Start of Exercise input

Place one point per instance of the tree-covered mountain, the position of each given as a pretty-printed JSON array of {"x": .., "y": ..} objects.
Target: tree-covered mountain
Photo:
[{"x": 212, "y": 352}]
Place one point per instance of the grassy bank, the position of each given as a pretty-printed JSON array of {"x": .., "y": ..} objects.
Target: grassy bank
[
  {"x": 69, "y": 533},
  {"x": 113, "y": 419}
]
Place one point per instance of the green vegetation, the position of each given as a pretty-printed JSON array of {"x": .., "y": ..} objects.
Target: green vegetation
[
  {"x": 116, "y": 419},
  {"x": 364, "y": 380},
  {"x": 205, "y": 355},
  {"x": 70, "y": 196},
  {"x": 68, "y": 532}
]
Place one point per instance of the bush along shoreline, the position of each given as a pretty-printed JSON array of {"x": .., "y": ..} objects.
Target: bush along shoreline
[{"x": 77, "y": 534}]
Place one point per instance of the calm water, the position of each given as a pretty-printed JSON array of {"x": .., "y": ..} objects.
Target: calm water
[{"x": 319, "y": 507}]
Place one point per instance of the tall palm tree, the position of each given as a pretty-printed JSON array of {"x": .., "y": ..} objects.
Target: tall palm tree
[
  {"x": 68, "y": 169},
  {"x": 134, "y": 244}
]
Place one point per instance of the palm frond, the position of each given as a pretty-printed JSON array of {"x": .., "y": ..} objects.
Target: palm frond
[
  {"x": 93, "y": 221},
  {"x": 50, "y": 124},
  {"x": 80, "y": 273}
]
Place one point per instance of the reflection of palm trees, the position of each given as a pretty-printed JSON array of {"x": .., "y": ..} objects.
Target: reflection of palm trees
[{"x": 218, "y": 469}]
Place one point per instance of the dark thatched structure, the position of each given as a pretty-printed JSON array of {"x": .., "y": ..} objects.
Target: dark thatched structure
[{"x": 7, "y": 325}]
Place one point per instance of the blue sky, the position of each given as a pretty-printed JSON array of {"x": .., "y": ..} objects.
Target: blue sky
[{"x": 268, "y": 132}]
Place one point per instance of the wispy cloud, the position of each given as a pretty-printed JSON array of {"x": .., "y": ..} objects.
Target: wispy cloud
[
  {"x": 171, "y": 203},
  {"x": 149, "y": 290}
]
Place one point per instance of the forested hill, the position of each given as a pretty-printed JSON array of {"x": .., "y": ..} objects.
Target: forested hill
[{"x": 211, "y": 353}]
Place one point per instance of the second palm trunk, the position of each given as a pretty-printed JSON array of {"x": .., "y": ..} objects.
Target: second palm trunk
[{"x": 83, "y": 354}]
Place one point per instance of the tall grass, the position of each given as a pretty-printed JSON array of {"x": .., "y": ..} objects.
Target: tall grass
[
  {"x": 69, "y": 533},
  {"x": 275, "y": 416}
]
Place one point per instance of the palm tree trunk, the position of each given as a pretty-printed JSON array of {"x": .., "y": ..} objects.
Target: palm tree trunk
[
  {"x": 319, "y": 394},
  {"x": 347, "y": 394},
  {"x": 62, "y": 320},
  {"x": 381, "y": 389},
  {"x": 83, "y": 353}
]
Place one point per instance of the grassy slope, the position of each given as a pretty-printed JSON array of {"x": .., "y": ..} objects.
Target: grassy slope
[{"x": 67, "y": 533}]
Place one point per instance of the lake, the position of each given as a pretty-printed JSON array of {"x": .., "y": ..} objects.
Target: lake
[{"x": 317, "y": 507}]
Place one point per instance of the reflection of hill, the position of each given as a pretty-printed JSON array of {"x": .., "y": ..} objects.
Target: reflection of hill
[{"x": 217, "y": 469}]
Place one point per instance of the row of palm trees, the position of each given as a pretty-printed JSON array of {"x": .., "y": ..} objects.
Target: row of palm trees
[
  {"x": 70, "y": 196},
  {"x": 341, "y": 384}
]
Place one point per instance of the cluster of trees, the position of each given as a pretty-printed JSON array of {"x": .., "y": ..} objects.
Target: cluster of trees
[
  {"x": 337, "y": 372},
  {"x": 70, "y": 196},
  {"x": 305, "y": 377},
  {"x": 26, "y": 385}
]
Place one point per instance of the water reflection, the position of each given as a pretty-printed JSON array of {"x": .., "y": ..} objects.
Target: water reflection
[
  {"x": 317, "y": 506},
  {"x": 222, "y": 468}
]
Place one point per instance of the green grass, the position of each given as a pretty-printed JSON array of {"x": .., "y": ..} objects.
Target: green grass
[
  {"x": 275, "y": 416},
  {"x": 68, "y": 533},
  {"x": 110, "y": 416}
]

End of Exercise input

The task: The string "mountain" appears on some lines of the data; count those lines and report only how many there are.

Solution for this task: 2